> THE REQUEST
Can you convert every line of the records below into a numbered list, skipping any blank lines?

> EXCERPTED DATA
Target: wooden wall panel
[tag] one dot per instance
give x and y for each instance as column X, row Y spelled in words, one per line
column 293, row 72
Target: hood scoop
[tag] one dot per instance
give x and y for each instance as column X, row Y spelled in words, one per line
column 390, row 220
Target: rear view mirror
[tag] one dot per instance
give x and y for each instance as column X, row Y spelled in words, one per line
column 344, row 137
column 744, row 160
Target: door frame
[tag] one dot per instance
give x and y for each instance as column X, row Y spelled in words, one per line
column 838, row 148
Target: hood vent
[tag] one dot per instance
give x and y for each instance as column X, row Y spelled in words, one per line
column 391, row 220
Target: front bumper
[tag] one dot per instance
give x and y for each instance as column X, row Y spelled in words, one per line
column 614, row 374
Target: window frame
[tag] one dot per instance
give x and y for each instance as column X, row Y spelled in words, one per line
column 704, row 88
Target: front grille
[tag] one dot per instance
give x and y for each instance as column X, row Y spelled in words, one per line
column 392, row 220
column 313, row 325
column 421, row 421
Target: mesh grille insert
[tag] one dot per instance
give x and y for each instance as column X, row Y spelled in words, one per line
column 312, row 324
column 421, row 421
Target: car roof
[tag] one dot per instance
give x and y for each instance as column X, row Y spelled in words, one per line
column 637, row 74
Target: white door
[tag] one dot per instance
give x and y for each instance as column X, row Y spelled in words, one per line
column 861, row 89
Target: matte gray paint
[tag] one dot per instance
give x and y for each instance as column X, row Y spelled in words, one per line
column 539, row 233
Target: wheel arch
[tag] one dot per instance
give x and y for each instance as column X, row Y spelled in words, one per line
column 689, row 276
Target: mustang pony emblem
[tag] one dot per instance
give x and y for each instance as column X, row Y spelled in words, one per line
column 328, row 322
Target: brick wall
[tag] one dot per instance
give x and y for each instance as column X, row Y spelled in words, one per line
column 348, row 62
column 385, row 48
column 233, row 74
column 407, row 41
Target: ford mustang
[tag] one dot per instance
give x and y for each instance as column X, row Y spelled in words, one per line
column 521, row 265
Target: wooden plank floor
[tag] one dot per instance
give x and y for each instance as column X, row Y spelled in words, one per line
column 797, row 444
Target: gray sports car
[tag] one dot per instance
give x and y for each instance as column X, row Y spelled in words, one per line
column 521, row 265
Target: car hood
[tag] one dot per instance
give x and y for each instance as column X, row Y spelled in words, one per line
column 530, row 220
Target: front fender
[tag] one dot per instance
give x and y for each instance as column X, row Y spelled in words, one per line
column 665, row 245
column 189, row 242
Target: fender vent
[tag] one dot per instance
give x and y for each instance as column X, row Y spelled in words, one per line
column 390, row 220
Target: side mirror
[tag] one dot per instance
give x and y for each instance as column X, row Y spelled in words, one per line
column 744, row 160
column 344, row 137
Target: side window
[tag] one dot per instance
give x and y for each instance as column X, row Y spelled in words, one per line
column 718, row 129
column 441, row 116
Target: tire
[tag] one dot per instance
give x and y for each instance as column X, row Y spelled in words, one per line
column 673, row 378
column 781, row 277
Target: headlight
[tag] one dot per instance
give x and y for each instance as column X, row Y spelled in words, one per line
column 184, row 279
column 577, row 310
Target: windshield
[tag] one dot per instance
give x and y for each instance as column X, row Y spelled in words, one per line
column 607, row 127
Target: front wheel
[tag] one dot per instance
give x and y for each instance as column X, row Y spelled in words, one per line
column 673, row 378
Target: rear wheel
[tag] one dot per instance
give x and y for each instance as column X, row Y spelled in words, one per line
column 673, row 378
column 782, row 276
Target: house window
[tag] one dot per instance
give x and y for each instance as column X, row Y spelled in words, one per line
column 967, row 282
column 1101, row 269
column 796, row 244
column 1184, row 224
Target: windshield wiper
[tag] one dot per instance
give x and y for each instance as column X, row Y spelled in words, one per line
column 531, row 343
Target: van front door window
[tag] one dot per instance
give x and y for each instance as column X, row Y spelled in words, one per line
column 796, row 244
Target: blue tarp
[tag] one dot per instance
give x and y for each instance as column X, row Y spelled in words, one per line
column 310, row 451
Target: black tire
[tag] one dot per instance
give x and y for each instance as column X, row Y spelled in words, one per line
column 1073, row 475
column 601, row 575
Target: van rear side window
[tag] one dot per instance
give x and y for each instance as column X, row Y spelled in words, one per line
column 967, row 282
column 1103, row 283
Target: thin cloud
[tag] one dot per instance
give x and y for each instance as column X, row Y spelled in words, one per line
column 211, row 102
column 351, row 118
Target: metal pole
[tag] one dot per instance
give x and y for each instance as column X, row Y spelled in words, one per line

> FULL SOLUTION
1. Target: wooden wall panel
2. [tag] one dot per instance
3. give x and y for each instance as column X, row Y spelled in words, one per line
4. column 293, row 72
5. Target: hood scoop
6. [tag] one dot per instance
7. give x and y for each instance as column X, row Y spelled in words, one per line
8. column 390, row 220
9. Target: rear view mirror
10. [tag] one dot per instance
11. give x and y for each instance as column X, row Y spelled in words, one per line
12. column 344, row 137
13. column 744, row 160
14. Target: door frame
15. [tag] one dot per instance
16. give x and y for each instance as column X, row Y spelled in words, one per line
17. column 838, row 148
18. Target: hood vent
19. [tag] one dot per instance
20. give x and y for each instance as column X, row Y spelled in words, one per line
21. column 391, row 220
22. Target: front bumper
23. [tag] one dot per instance
24. give x and y for each instance as column X, row Y spelled in words, one per line
25. column 614, row 374
26. Target: window frame
27. [tag] one dot per instance
28. give x and y for each instance as column X, row Y spelled in words, one per line
29. column 704, row 88
30. Target: front grille
31. [tag] one dot per instance
32. give x and y for each instance as column X, row Y spelled in words, one per line
33. column 392, row 220
34. column 313, row 325
35. column 421, row 421
36. Target: mesh grille insert
37. [tag] one dot per instance
38. give x and y for each instance as column X, row Y spelled in words, one per line
39. column 312, row 324
40. column 421, row 421
41. Target: car roof
42. [tag] one dot per instance
43. give x and y for each instance as column X, row Y spelled in words, one per line
44. column 637, row 74
45. Target: white door
46. [tag] one dot per instance
47. give x and y for each instance as column X, row Y spelled in words, one per line
48. column 861, row 89
49. Target: matte gray paint
50. [tag] one dot per instance
51. give x and y for each instance as column X, row Y spelled in words, one per line
52. column 539, row 233
53. Target: wheel arch
54. [tag] one dot per instance
55. give x and y for each instance as column X, row Y spelled in words, one per line
56. column 689, row 276
57. Target: mustang pony emblem
58. [tag] one dot per instance
59. give x and y for each instance as column X, row Y spelled in words, one per line
60. column 328, row 322
61. Target: brick wall
62. [tag] one dot per instance
63. give x and y for each instance as column X, row Y spelled in words, one per line
64. column 348, row 62
65. column 385, row 48
66. column 233, row 74
67. column 407, row 41
68. Target: ford mustang
69. [tag] one dot per instance
70. give x and y for each instance as column X, row Y spelled in words, one per line
71. column 521, row 265
72. Target: wooden plank floor
73. [tag] one dot per instance
74. give x and y for each instance as column X, row Y spelled in words, one per line
75. column 797, row 444
76. Target: gray sports car
77. [tag] one dot per instance
78. give x and y for each instance as column X, row Y spelled in words, one per line
79. column 521, row 265
80. Target: car hood
81. [tag] one dot per instance
82. give x and y for each instance as column X, row Y spelled in words, one per line
83. column 530, row 220
84. Target: front fender
85. [tag] one dot per instance
86. give x and y for each instance as column X, row Y spelled in words, one per line
87. column 665, row 245
88. column 189, row 242
89. Target: fender vent
90. [tag] one dot per instance
91. give x and y for each instance as column X, row Y spelled in words, one per line
92. column 390, row 220
93. Target: side mirror
94. [tag] one dot per instance
95. give x and y for each instance as column X, row Y spelled in words, one per line
96. column 744, row 160
97. column 344, row 137
98. Target: side window
99. [tag] one dot per instance
100. give x and y for each instance as column X, row Y spelled in words, one per line
101. column 718, row 129
102. column 441, row 116
103. Target: tire
104. [tag] one dot per instance
105. give x and y for each instance as column X, row Y spelled in words, one per line
106. column 673, row 378
107. column 781, row 277
108. Target: headlight
109. [tag] one dot per instance
110. give x and y for each instance as column X, row Y spelled in words, one per line
111. column 184, row 279
112. column 577, row 310
113. Target: windshield
114. [tag] one dot per instance
115. give x and y for each instance as column X, row Y spelled in words, one per line
116. column 607, row 127
117. Target: front wheel
118. [tag] one dot per instance
119. give x and y for each instance as column X, row Y spelled in words, one per line
120. column 673, row 378
121. Target: rear wheel
122. [tag] one dot per instance
123. give x and y for each instance as column X, row Y spelled in words, one per line
124. column 673, row 378
125. column 782, row 276
126. Target: house window
127. [tag] one dot per instance
128. give x and y for each instance as column X, row Y spelled in words, one per line
129. column 967, row 282
130. column 1101, row 269
131. column 796, row 244
132. column 1184, row 224
133. Target: windshield wiper
134. [tag] one dot per instance
135. give x and y for each instance as column X, row Y spelled in words, one per line
136. column 531, row 343
137. Target: van front door window
138. [tag] one dot per instance
139. give x and y for each instance as column X, row Y spelled in words, one per line
140. column 796, row 244
141. Target: blue tarp
142. [tag] one dot per instance
143. give x and y for each instance as column X, row Y spelled in words, one per line
144. column 310, row 451
145. Target: black tire
146. [tag] one dot per instance
147. give x and y for each instance as column X, row Y spelled in words, one per line
148. column 1073, row 475
149. column 601, row 575
150. Target: van rear side window
151. [tag] one dot per instance
152. give x and y for each instance as column X, row Y spelled in words, one per line
153. column 967, row 282
154. column 1103, row 283
155. Target: thin cloud
156. [tag] one dot per instance
157. give x and y for each instance as column X, row Y spelled in words, one per line
158. column 211, row 102
159. column 351, row 118
160. Target: metal pole
161. [tag] one dot per instance
162. give x and y for each instance as column X, row Y spelled in words, one per line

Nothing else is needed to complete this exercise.